── Data under study ──

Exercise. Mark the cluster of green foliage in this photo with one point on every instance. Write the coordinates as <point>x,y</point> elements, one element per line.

───
── Data under study ──

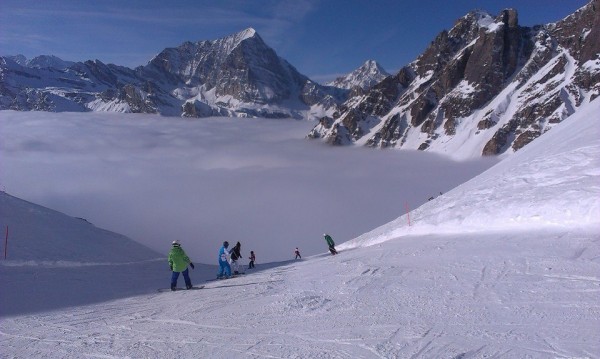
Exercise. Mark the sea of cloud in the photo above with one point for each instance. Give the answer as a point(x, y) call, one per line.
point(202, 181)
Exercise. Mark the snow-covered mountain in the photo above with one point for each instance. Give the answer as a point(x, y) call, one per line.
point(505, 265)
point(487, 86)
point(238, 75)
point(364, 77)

───
── Data under study ──

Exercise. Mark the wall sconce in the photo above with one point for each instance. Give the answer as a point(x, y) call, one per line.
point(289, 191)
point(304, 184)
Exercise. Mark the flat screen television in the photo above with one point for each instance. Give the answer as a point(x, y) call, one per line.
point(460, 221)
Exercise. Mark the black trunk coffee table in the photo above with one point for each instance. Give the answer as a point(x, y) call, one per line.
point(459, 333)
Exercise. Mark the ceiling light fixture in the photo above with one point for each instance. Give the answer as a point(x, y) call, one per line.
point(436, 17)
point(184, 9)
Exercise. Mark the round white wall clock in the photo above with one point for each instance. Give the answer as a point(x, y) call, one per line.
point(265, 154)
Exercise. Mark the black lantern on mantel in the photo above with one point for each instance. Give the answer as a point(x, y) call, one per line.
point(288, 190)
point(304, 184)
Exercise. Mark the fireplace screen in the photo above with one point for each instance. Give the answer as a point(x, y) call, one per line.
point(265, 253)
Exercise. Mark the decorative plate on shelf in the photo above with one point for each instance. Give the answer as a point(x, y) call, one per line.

───

Take the listing above and repeat exactly the lines from the one containing "Exercise. Mark the wall" through the one containing "Exercise. Mark the decorative", both included.

### Exercise answer
Exercise. Mark the wall sconce in the photo above with one point for each instance. Give the answer as a point(x, y) call, one per line.
point(289, 191)
point(304, 184)
Exercise. Mark the flat screen television in the photo above with one point for each instance. Give the answer as a point(x, y) call, one per line.
point(460, 221)
Exercise. Mark the black trunk coffee table in the photo above with one point for each instance. Give the answer as a point(x, y) call, one per line.
point(459, 333)
Exercise. Mark the ceiling light fixture in the photo above with one point for each instance. Give the answer as a point(x, y) call, one per line.
point(436, 17)
point(184, 9)
Exercise. Mark the round white wall clock in the photo above with one point for each instance. Give the answer as a point(x, y) call, one per line.
point(265, 154)
Exercise. Mark the black lantern on mantel in the photo above with one point for each instance. Give the answer as a point(x, y) call, one per line.
point(288, 190)
point(304, 184)
Exercise. Mark the fireplace screen in the photo above with one point for each instance. Give the answer as a point(x, y) call, one per line.
point(265, 253)
Exercise. Mark the decorative plate on shelf in the photo above with one point for each instance. Give the answer as a point(x, y) call, one per line.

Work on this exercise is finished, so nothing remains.